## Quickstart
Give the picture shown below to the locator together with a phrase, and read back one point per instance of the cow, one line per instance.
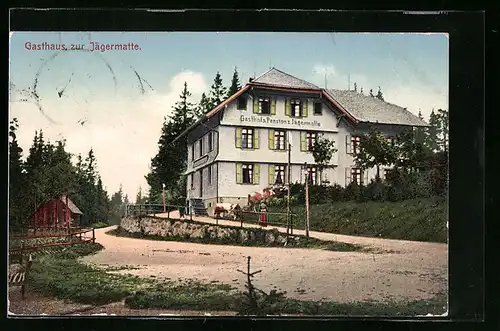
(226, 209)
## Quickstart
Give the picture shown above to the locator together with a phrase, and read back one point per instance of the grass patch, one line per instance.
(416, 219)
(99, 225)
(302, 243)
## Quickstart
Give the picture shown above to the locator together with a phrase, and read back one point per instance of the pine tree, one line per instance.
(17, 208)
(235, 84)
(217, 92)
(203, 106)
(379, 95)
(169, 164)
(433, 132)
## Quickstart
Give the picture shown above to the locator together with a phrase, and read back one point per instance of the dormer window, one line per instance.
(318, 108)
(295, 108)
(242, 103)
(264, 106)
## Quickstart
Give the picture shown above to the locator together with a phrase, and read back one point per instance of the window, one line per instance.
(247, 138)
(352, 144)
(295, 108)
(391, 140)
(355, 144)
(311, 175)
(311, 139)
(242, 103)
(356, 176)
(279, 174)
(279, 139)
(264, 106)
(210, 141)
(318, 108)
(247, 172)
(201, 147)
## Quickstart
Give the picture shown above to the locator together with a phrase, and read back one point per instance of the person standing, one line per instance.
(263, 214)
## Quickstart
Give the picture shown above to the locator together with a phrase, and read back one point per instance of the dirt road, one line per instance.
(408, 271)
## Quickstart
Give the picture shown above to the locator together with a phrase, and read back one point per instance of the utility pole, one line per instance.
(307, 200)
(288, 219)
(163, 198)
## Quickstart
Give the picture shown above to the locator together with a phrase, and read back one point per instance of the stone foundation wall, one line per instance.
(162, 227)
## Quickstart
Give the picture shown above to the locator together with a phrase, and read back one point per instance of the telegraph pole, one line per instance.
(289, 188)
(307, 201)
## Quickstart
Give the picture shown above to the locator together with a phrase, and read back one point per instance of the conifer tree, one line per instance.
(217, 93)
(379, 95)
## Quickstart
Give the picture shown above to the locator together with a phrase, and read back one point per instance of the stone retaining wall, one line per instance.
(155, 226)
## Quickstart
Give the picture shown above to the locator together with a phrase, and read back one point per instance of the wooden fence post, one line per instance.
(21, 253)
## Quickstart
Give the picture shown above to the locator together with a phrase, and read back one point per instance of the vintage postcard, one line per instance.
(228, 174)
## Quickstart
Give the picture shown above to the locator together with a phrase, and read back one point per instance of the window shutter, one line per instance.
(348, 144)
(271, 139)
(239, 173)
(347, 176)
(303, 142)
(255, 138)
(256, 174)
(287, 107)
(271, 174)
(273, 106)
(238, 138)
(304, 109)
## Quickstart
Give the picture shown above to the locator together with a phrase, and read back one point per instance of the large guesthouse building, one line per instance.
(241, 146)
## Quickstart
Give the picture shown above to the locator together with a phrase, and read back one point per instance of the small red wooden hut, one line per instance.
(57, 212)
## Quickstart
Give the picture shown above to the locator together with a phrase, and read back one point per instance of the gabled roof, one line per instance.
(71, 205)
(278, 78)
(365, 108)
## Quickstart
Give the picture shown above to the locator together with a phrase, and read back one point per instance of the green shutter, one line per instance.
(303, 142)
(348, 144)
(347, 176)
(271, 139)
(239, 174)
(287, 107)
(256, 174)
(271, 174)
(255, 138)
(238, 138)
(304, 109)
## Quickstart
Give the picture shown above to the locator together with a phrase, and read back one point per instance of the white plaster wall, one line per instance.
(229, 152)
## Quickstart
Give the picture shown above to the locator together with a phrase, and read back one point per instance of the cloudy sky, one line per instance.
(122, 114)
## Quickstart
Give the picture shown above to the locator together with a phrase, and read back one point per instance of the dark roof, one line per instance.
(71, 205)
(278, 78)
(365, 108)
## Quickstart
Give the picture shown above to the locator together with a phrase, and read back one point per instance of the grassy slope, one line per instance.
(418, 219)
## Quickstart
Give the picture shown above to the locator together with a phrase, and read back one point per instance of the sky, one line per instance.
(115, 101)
+ + +
▶ _TASK TO CARRY OUT_: The answer is the whole listing above, written out verbatim, without its pictures.

▶ _OUTPUT FOR THIS TASK_:
## Quickstart
Give the picture shown below to the locator together with a phrase, and read back one point per instance of the cow, one line per instance.
(226, 209)
## Quickstart
Give the picture shown above to the locator together with a phrase, and read back one point per instance of the grass patch, one line per instance.
(416, 219)
(99, 225)
(302, 243)
## Quickstart
Give the picture shown above to the locator together with a phrase, and read back one point per instance of the pine tree, one line per instance.
(17, 208)
(235, 84)
(217, 92)
(203, 106)
(379, 95)
(169, 164)
(433, 132)
## Quickstart
Give the picture shown above to the locator together with a phrase, and read back one point per instance of the dormer window, one line per instance.
(318, 108)
(295, 108)
(242, 103)
(264, 106)
## Quickstart
Give the picture shown above to the locator together with a phrase, and read back one point per instance of the window, one line per instance.
(247, 138)
(352, 144)
(295, 108)
(391, 140)
(355, 144)
(311, 175)
(311, 139)
(242, 103)
(356, 176)
(279, 174)
(279, 139)
(264, 106)
(210, 141)
(318, 108)
(247, 172)
(201, 147)
## Quickstart
Give the picture shown above to the locator together with a phrase, and read back one point per instance of the person standing, one line per instance.
(263, 214)
## Quickstart
Give the picture shown above to the locator together with a phrase, and read back one point per instance of the dirt road, one line per instance.
(408, 271)
## Quickstart
Give the picture shown above to the locator together with a phrase, and read back one point per instance of the utility pole, one line per instance.
(307, 200)
(288, 219)
(163, 198)
## Quickstart
Give the picture shown above to the locator together with a phrase, and read back one point per instance of the stone foundation wall, one line per instance.
(162, 227)
## Quickstart
Give the picture shown above to the locator together with a phrase, and read back one point per instance of the telegraph pole, one line per instance.
(289, 188)
(307, 201)
## Quickstart
Give the picture shown above to the locator together with a phrase, and read back one point per instance of the conifer tree, one line per instance.
(217, 93)
(379, 95)
## Quickstart
Give the picture shown above to the locator together with a phrase, and read back one point per instance of the stone retaining wall, one line per instance.
(155, 226)
## Quickstart
Give the picture shown above to the locator together with a phrase, and read back one point per instance of the wooden fence post, one line per instance.
(21, 253)
## Quickstart
Give the picture shown above to the locator together with a phrase, and read back one point per instance of the vintage postcard, one line per instance.
(228, 174)
## Quickstart
Give the picture shown above to the locator together with a phrase, and read back one point per instance of the window shutter, one line per instance.
(348, 144)
(271, 139)
(239, 173)
(347, 176)
(303, 142)
(255, 138)
(256, 174)
(287, 107)
(271, 174)
(273, 106)
(238, 138)
(304, 109)
## Quickstart
Give the picture shown above to the locator together with a phrase, and read back one point per instance of the large guesthouse building, one line per instance.
(241, 146)
## Quickstart
Give the picture shown above to the locator together with a phrase, and read back one point per instance of the small red wooden hut, one line per instance.
(57, 212)
## Quickstart
Give the picture shown above to the locator together with a phrase, and read back one point per instance of the gabled roof, one line per instance.
(71, 205)
(278, 78)
(365, 108)
## Quickstart
Give the picture shown above to the locator together with a phrase, and read back one point per instance of the green shutter, one line per instance.
(303, 142)
(348, 144)
(347, 176)
(271, 139)
(239, 174)
(287, 107)
(256, 174)
(271, 174)
(255, 138)
(238, 138)
(304, 109)
## Quickstart
Give the picture shown above to the locator together with a phrase, and read back one point per instance of the white plaster wall, one line per instance.
(229, 152)
## Quickstart
Give the picture shown above to the locator together with a phrase, and read back one point per instance of the cloudy sky, one line per instance.
(122, 114)
## Quickstart
Give the picture shown above to the locator together with a phrase, and read back one point per instance of the dark roof, one line per instance.
(71, 205)
(278, 78)
(365, 108)
## Quickstart
Give the picture shown above to the locator together with a phrase, and read back one point per instance of the grassy slope, one line per instance.
(418, 219)
## Quickstart
Give the picture shown above to the locator together with a phrase, and read back one point per instance of the sky, one line per instance.
(115, 101)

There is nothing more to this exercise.